▶ _ASSIGNMENT_
Your answer should consist of each line below that contains the string "ambulance".

(Data extracted from a collection)
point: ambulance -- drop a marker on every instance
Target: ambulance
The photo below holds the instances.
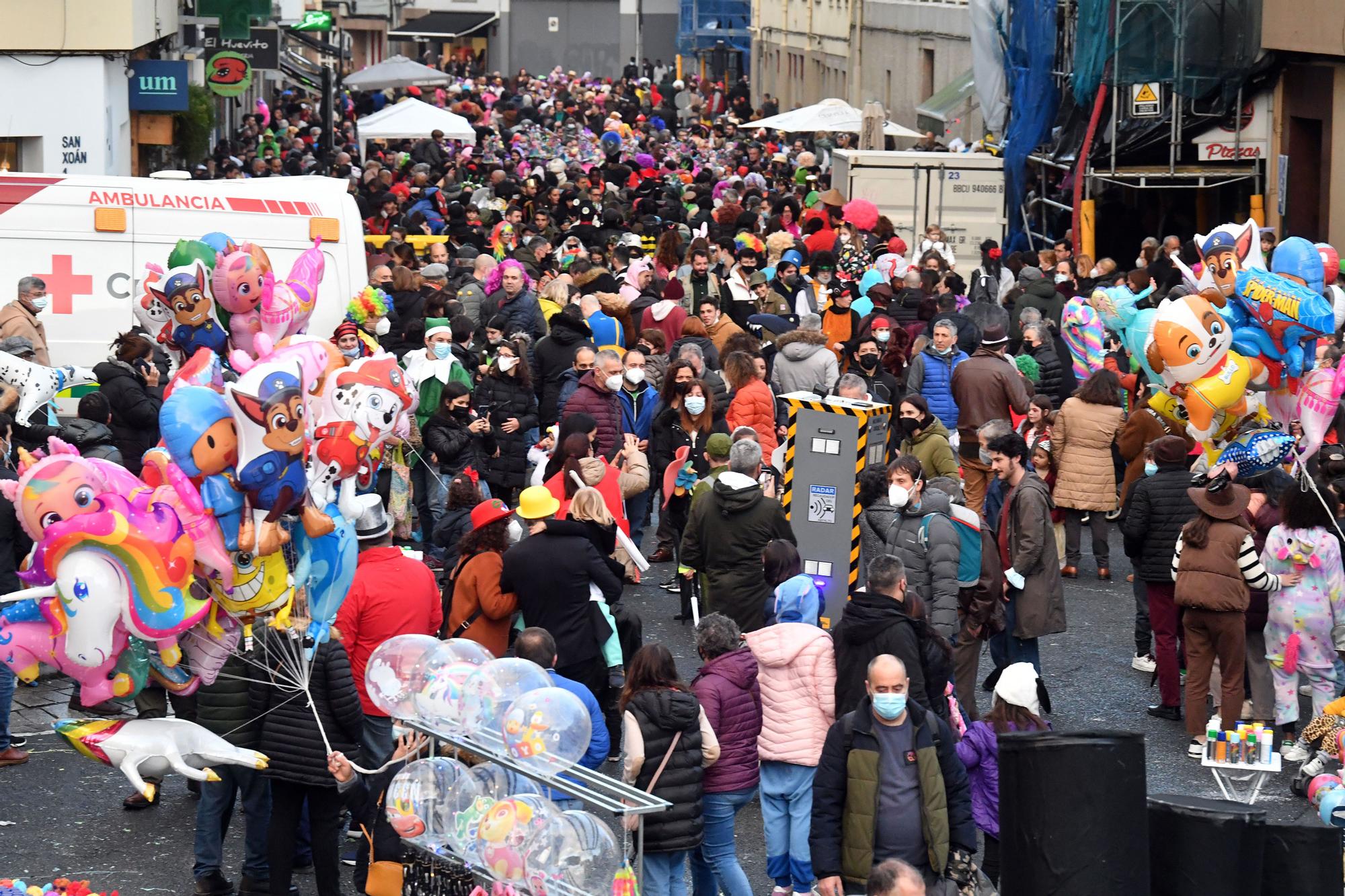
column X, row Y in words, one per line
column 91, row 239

==

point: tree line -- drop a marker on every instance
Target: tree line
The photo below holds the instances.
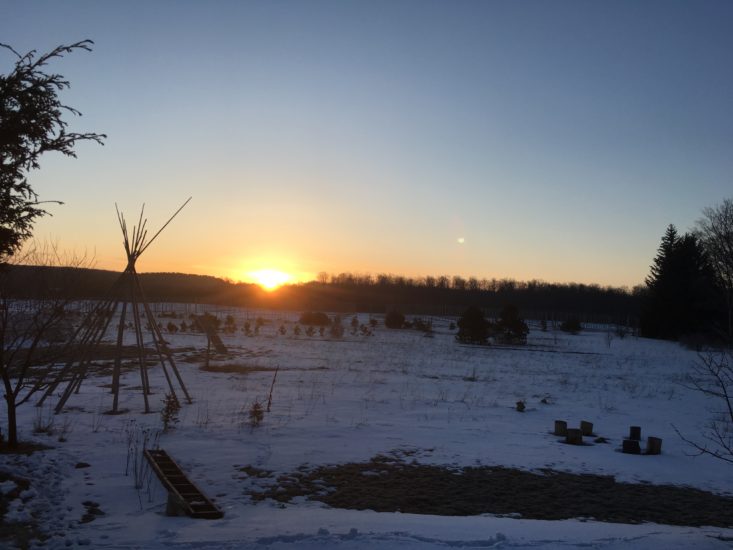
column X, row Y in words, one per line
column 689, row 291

---

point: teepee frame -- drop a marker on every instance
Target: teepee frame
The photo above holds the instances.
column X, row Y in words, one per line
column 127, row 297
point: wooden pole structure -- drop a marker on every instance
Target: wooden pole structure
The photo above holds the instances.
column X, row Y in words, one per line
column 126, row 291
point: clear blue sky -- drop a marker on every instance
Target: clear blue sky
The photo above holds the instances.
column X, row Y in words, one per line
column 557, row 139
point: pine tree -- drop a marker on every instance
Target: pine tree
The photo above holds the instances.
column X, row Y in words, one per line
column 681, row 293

▶ _TASK RESPONSE_
point: ambulance -- drop a marker on every instance
Target: ambulance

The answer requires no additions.